** START OF INPUT **

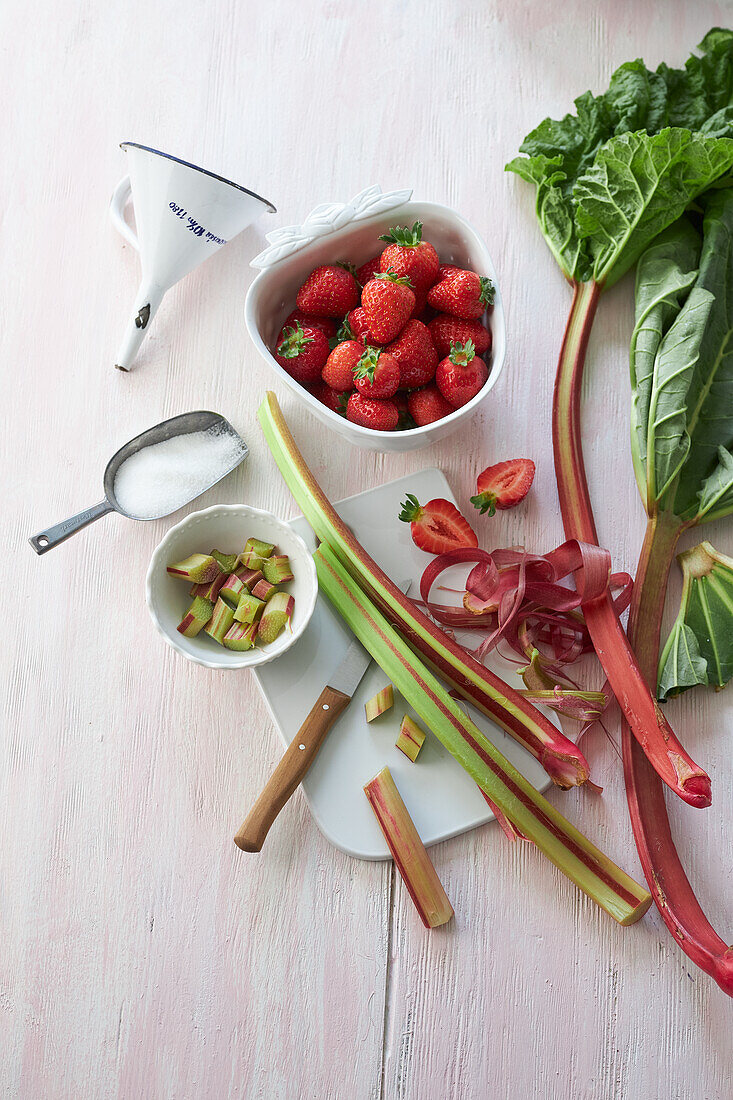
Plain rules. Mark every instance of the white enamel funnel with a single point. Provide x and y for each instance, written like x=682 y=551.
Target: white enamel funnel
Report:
x=184 y=215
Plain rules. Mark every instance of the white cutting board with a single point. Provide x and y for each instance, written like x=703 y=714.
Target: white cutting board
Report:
x=441 y=799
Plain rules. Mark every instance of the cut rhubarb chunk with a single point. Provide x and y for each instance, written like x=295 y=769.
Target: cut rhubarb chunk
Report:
x=240 y=636
x=249 y=608
x=277 y=569
x=249 y=576
x=276 y=616
x=256 y=546
x=220 y=620
x=198 y=569
x=227 y=561
x=263 y=590
x=409 y=855
x=209 y=591
x=411 y=738
x=196 y=617
x=378 y=704
x=231 y=590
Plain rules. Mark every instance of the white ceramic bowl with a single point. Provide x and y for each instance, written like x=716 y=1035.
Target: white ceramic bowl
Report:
x=227 y=527
x=272 y=297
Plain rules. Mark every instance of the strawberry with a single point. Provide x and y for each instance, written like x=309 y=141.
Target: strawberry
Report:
x=368 y=271
x=302 y=352
x=428 y=405
x=461 y=374
x=437 y=527
x=417 y=358
x=387 y=301
x=376 y=374
x=331 y=398
x=461 y=293
x=329 y=290
x=503 y=485
x=380 y=416
x=338 y=372
x=326 y=325
x=359 y=326
x=446 y=330
x=408 y=254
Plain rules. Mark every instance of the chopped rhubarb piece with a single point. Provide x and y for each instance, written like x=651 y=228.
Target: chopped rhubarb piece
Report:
x=196 y=617
x=240 y=636
x=220 y=620
x=411 y=738
x=209 y=591
x=277 y=569
x=276 y=616
x=231 y=590
x=198 y=569
x=249 y=608
x=227 y=561
x=249 y=576
x=378 y=704
x=263 y=590
x=409 y=855
x=260 y=548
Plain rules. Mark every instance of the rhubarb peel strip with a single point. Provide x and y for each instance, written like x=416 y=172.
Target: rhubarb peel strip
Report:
x=533 y=815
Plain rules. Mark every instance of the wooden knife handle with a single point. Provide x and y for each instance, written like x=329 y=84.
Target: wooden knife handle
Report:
x=297 y=758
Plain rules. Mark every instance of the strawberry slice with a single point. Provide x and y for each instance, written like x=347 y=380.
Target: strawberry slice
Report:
x=503 y=485
x=438 y=526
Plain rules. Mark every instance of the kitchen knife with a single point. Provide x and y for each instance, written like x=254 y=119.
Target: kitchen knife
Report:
x=302 y=751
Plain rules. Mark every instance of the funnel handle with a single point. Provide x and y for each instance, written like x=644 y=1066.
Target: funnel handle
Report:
x=53 y=536
x=118 y=202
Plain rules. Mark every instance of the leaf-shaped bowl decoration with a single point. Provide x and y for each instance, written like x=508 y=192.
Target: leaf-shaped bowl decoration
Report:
x=328 y=218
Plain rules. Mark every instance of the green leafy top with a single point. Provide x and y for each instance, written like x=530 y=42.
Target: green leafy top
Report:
x=681 y=365
x=293 y=342
x=612 y=176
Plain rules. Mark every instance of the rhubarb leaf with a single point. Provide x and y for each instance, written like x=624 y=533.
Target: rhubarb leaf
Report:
x=700 y=646
x=599 y=205
x=681 y=369
x=636 y=187
x=680 y=667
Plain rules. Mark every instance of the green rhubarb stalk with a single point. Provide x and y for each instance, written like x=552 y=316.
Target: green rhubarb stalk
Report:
x=408 y=851
x=699 y=649
x=560 y=758
x=573 y=854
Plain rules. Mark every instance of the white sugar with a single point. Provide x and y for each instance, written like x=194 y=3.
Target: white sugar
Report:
x=162 y=477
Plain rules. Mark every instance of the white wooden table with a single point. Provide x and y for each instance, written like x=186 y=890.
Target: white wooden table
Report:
x=142 y=955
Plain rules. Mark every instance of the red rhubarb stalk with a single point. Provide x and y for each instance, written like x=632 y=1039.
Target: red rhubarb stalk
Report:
x=409 y=854
x=665 y=875
x=562 y=760
x=656 y=737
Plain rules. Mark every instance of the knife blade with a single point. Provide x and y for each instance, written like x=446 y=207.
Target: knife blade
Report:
x=303 y=749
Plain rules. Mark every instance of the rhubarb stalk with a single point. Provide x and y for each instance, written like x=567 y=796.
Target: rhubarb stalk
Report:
x=671 y=762
x=665 y=875
x=562 y=760
x=537 y=818
x=409 y=855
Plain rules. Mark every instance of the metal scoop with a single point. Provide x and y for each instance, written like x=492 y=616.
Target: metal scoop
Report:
x=176 y=426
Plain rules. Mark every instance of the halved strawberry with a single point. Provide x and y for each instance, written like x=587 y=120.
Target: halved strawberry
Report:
x=437 y=527
x=503 y=485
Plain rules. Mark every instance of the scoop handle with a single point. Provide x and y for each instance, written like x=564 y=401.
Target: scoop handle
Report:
x=53 y=536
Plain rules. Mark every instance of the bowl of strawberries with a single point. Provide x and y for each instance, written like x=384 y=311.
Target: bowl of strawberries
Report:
x=383 y=316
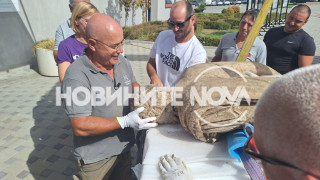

** END OF INPUT **

INSTRUCTIONS TO FOLLOW — Reproduce the rows above, everything from the line containing "Plain rules. Mark every instance of the green rhubarb" down to the line containing "x=573 y=854", with the requests included. Shift every x and y coordinate in the answers by adding -133, and leave the requests and their format samples unchanged.

THE OUTPUT —
Plain rules. Mark every instance of the green rhubarb stalk with a single point. Provide x and y for each instance, written like x=552 y=316.
Target: green rhubarb stalk
Report:
x=275 y=718
x=566 y=516
x=427 y=625
x=440 y=721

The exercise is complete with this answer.